Precautions to Follow
By now, you have gathered enough knowledge about the risk factors of welding. It is indeed a risky task with several hazardous outcomes. But, those are avoidable if you follow specific rules. Below we have mentioned some of the preventive methods to avoid welding risks.
1. Proper Ventilation
The room where you are welding must have proper ventilation to control the room’s welding fume amount. Unfortunately, natural ventilation is not enough in this case. Instead, you would require to combine a forced dilution ventilation process and local exhaust to get the job done.
2. Prepare the Surface
Preparing the surface is one of the crucial tasks to consider. Any reaction during the welding process with pain or coatings can exhaust dangerous fumes. Therefore, remove any coatings or paints from the welding surface before starting the process. It is advisable to avoid chlorinated solvents for cleaning the welding field.
3. Power Settings
The best way to avoid or decrease the risk is by taking down the amount of fume exhaustion. Therefore, welders should control the power setting to avoid increased amounts of fumes.
4. Choosing Welding Method
Flexibility can be a life-saving factor here. While different welding types require a different process, it is wise to practice something that emits comparatively few fumes or ultraviolet radiations.

• Referring expression data

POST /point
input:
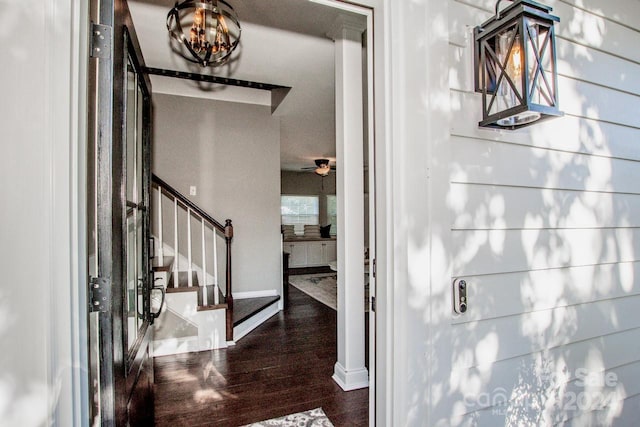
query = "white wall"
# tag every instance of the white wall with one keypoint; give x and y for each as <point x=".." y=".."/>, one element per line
<point x="42" y="304"/>
<point x="231" y="153"/>
<point x="542" y="223"/>
<point x="544" y="230"/>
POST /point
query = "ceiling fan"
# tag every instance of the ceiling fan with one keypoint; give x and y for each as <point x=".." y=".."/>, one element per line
<point x="322" y="167"/>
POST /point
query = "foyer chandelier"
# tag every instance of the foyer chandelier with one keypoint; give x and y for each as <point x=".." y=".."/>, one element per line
<point x="323" y="167"/>
<point x="207" y="31"/>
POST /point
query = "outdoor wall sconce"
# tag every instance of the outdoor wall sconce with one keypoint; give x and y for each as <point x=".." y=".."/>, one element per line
<point x="515" y="66"/>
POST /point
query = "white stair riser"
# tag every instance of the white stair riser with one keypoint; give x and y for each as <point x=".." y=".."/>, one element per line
<point x="210" y="324"/>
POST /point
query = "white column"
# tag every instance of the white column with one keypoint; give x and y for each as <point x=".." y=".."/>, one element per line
<point x="350" y="372"/>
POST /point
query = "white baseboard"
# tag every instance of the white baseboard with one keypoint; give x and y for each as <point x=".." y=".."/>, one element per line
<point x="250" y="324"/>
<point x="255" y="294"/>
<point x="350" y="380"/>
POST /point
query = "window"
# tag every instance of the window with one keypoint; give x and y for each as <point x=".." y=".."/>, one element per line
<point x="299" y="210"/>
<point x="332" y="213"/>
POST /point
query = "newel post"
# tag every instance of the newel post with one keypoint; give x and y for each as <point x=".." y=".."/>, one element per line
<point x="228" y="236"/>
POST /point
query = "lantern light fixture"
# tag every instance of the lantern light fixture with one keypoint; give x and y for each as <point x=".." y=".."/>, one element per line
<point x="206" y="31"/>
<point x="515" y="66"/>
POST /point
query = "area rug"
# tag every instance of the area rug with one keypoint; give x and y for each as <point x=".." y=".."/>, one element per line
<point x="323" y="287"/>
<point x="313" y="418"/>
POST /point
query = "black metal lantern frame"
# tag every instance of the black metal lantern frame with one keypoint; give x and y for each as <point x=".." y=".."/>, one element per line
<point x="208" y="31"/>
<point x="515" y="63"/>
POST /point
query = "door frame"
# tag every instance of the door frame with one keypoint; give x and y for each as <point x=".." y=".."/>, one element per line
<point x="372" y="11"/>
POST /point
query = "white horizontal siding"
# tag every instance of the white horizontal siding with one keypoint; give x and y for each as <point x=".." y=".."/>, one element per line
<point x="574" y="405"/>
<point x="571" y="134"/>
<point x="482" y="207"/>
<point x="545" y="229"/>
<point x="486" y="342"/>
<point x="625" y="13"/>
<point x="581" y="26"/>
<point x="509" y="294"/>
<point x="497" y="163"/>
<point x="495" y="251"/>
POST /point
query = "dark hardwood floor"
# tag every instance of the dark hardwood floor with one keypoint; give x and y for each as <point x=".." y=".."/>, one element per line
<point x="282" y="367"/>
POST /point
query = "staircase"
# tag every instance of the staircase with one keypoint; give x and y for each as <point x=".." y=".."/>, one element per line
<point x="198" y="309"/>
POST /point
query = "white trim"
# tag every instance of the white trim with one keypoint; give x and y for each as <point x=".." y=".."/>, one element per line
<point x="250" y="324"/>
<point x="256" y="294"/>
<point x="350" y="380"/>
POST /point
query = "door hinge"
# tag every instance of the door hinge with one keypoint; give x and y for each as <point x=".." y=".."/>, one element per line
<point x="101" y="41"/>
<point x="98" y="298"/>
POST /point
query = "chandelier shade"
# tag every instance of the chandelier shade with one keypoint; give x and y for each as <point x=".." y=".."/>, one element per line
<point x="515" y="66"/>
<point x="322" y="167"/>
<point x="207" y="31"/>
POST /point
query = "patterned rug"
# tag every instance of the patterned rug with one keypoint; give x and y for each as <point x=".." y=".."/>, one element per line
<point x="323" y="287"/>
<point x="313" y="418"/>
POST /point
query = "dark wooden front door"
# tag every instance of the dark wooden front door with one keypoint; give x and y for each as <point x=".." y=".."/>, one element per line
<point x="118" y="188"/>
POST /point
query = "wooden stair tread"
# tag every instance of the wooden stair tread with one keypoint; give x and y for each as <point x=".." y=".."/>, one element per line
<point x="245" y="308"/>
<point x="165" y="265"/>
<point x="183" y="282"/>
<point x="210" y="290"/>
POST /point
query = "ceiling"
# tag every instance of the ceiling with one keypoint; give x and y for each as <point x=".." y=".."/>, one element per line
<point x="283" y="42"/>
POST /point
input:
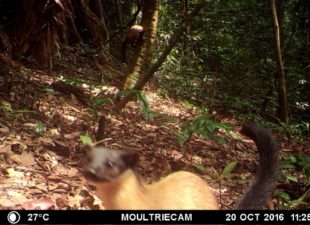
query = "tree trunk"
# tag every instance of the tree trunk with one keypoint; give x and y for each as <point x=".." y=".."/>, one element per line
<point x="150" y="72"/>
<point x="141" y="60"/>
<point x="281" y="83"/>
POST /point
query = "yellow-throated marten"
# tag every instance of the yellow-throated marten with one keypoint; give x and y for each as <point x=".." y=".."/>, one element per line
<point x="113" y="173"/>
<point x="134" y="38"/>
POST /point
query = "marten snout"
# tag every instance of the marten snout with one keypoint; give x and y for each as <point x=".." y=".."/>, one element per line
<point x="103" y="164"/>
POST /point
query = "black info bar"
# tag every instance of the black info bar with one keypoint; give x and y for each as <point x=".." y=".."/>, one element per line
<point x="154" y="217"/>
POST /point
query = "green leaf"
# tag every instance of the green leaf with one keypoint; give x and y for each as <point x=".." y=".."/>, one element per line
<point x="86" y="140"/>
<point x="40" y="127"/>
<point x="100" y="101"/>
<point x="290" y="177"/>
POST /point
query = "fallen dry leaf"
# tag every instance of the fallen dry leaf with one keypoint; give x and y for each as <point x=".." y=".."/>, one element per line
<point x="27" y="159"/>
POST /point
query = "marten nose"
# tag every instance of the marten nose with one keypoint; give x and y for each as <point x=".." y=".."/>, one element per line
<point x="90" y="173"/>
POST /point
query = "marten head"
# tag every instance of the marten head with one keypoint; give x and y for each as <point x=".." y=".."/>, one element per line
<point x="135" y="35"/>
<point x="106" y="165"/>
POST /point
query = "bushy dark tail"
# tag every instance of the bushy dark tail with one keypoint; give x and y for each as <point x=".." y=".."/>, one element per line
<point x="266" y="178"/>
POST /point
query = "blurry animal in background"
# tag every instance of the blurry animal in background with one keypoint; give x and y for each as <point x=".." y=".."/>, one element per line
<point x="134" y="38"/>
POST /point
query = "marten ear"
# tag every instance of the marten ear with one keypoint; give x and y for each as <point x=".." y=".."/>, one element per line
<point x="130" y="159"/>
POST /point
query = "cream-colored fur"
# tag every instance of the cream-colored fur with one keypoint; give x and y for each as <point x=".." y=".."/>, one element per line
<point x="179" y="190"/>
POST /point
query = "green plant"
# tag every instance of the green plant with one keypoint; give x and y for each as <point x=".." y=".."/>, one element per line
<point x="203" y="126"/>
<point x="291" y="164"/>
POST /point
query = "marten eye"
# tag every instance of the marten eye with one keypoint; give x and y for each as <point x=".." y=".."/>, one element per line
<point x="109" y="164"/>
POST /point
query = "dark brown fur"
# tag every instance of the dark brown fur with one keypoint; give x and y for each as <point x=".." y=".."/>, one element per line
<point x="113" y="174"/>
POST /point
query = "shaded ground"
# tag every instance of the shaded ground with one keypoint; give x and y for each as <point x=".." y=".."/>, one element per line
<point x="40" y="149"/>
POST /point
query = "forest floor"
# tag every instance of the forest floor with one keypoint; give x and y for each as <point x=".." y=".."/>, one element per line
<point x="40" y="127"/>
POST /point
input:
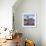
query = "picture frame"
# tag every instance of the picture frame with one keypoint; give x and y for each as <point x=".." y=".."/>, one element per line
<point x="29" y="19"/>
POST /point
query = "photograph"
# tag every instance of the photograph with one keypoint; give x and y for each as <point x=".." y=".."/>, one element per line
<point x="29" y="20"/>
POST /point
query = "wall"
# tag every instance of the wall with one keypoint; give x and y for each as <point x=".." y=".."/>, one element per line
<point x="6" y="13"/>
<point x="35" y="34"/>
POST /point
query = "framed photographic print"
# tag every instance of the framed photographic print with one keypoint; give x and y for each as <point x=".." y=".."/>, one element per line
<point x="29" y="19"/>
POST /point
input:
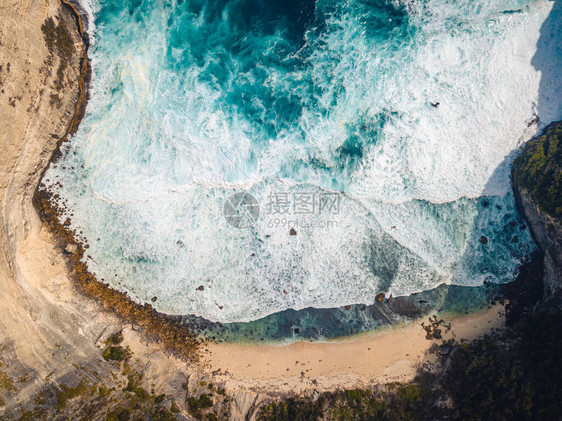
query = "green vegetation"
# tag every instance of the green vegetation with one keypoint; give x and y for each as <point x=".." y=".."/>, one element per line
<point x="115" y="339"/>
<point x="539" y="169"/>
<point x="116" y="353"/>
<point x="66" y="393"/>
<point x="514" y="375"/>
<point x="399" y="402"/>
<point x="197" y="405"/>
<point x="59" y="42"/>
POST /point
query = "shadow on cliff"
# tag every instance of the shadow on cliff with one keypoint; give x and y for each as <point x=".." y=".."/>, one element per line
<point x="548" y="61"/>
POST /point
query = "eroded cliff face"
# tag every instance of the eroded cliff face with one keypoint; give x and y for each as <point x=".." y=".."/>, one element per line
<point x="536" y="184"/>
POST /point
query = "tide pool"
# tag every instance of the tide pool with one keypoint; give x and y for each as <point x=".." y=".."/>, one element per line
<point x="375" y="136"/>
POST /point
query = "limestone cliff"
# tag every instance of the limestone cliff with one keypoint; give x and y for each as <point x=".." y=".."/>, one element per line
<point x="537" y="183"/>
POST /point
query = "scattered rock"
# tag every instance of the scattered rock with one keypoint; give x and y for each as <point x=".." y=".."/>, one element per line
<point x="71" y="248"/>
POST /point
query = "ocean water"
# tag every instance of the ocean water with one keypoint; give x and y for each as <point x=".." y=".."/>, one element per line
<point x="381" y="132"/>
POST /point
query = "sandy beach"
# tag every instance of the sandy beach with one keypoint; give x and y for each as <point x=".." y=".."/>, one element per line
<point x="50" y="331"/>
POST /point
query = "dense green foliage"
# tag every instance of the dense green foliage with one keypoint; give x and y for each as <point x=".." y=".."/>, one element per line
<point x="539" y="169"/>
<point x="515" y="375"/>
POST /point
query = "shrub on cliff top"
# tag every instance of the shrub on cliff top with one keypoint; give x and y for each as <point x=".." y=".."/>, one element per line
<point x="539" y="169"/>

• Task statement
Continue the passage on welding precautions after its final sentence, keeping the same style.

• Response for this exercise
5. Use PPE
All welders should wear proper PPE before starting the process. As a welder, you must wear air purifying respiratory protection. It filters the air particles that you would otherwise breathe in. You should also wear a welding helmet with a UV-filtered lens. It would protect your eyes from radiation. Be sure you wear long-sleeved shirts and trousers that would safeguard your whole skin to avoid adverse exposures to UV rays.
6. Protection of Others
Welding fumes and radiations are different. While radiations may not get out of a room, fumes can. They mix and spread with air. So, factories should consider having an isolated welding room, separate from other departments of the factory. Nowadays, many companies are using automated welding machines to avoid hazardous results among welders.
7. Job Rotation
Cancer is a result of prolonged exposure to UV radiation and fumes. So, the most basic and easiest way to prevent this is by rotating the welders’ jobs. As a welder, be sure to share your job with others instead of continuing it for a prolonged period. It would decrease the risks since no one has to stay with the welding fumes for a long time.
Welding can mean many things to you. It can also be your passion. But that must not lead you to the end of your life. The best way to enjoy your job is by ensuring your protection first. Welding possesses a greater risk of cancer for those who are exposed to the fumes and radiations. But it is avoidable if you follow the preventive methods. Now that you know both the risks and the escape, we hope you will act smarter and ensure your protection.